SOURCE EXTRACT START

Consider his upcoming film with Nicolas Cage and John Malkovich, in which federal convicts are being transported to another prison on a plane dubbed Con Air. "They take over the plane, they jump the guards," Buscemi explains. "I'm really kind of a passive passenger on this plane -- I'm a serial killer who's being transported. I'm not part of the plan. I come on the plane in full restraints, and I'm caged.
"But Malkovich's character, who's the mastermind . . . " Here Buscemi can't help chortling. "He lets me go because he loves my work."
Like many other actors, Buscemi developed a case of director's disease. His itch to sit behind the camera certainly must have been exacerbated by two of his major roles -- in which he played frustrated directors.
In the little-seen "In the Soup" (by Alexandre Rockwell, 1992), Buscemi's character ends up a patsy in a crime spree while trying to finance a terribly boring 500-page script. In the exquisitely funny "Living in Oblivion" (Tom DiCillo, 1995), he's an explosive director bedeviled by an incompetent staff and an arrogant leading man.
"I love both those films," Buscemi says. And of course he hopes to direct more movies.
But does he ever see himself breaking out of the weasel typecast?
"To me, my character in `Living in Oblivion' was a romantic lead. In `Trees Lounge,' I kiss, like, three girls. It's true!" he protests.
Unlike in "Oblivion," which spoofs low-budget movies, the "Trees Lounge" shoot went smoothly. But with a mere $1.3 million budget and 24-day shooting schedule, there was bound to be tension and frustration.
"I had a really good crew and cast," he says, smiling. "So there wasn't anybody being incompetent that I wanted to explode at."
Besides, everyone was either like family -- actors whom Buscemi had worked with before (Seymour Cassel, Elizabeth Bracco, Carol Kane, Samuel L. Jackson) -- or was family. He cast his younger brother, Michael, to play his brother in the movie. His father has a walk-on part. So does Buscemi's son, Lucian.
The extended Buscemi family is close, but the movie hints at powerful and dark undercurrents, the kind that run through many families. Dysfunction is a major subtext.
"Everybody's [screwed] up," Tommy Basilio says in a scene that includes his screen brother, Raymond. "I'm [screwed] up but I pretend like I'm not."

SOURCE EXTRACT END
MATERIAL SUPPLIED START

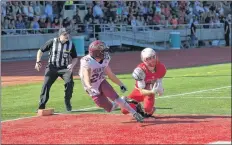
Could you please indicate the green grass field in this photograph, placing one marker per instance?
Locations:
(180, 96)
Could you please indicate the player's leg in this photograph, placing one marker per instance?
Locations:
(49, 78)
(149, 102)
(136, 96)
(67, 76)
(108, 91)
(102, 101)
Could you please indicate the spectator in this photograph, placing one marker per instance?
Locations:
(49, 10)
(31, 10)
(207, 21)
(88, 15)
(97, 11)
(11, 28)
(134, 24)
(66, 22)
(27, 22)
(96, 28)
(42, 24)
(35, 25)
(227, 30)
(217, 22)
(16, 9)
(77, 17)
(37, 9)
(158, 8)
(167, 11)
(20, 24)
(56, 23)
(174, 22)
(220, 9)
(3, 9)
(56, 10)
(25, 8)
(6, 23)
(193, 33)
(157, 18)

MATERIAL SUPPLIED END

▶ [WORK REQUEST 1]:
Answer these questions from the Buscemi excerpt:
(a) What budget did the "Trees Lounge" shoot have?
(b) Whom did Buscemi cast to play his brother in the movie?
(c) Which director and year does the excerpt give for "Living in Oblivion"?
▶ [WORK REQUEST 2]: Extract from the Buscemi excerpt the passage starting at "But does he" and ending at "tension and frustration.".
▶ [WORK REQUEST 3]: Name every actor the Buscemi excerpt identifies as someone Buscemi had worked with before.
Use only the Buscemi excerpt as your source.

▶ [ANSWER BOX 1]:
(a) A mere $1.3 million.
(b) His younger brother, Michael.
(c) Tom DiCillo, 1995.

▶ [ANSWER BOX 2]:
But does he ever see himself breaking out of the weasel typecast?
"To me, my character in `Living in Oblivion' was a romantic lead. In `Trees Lounge,' I kiss, like, three girls. It's true!" he protests.
Unlike in "Oblivion," which spoofs low-budget movies, the "Trees Lounge" shoot went smoothly. But with a mere $1.3 million budget and 24-day shooting schedule, there was bound to be tension and frustration.

▶ [ANSWER BOX 3]:
Seymour Cassel
Elizabeth Bracco
Carol Kane
Samuel L. Jackson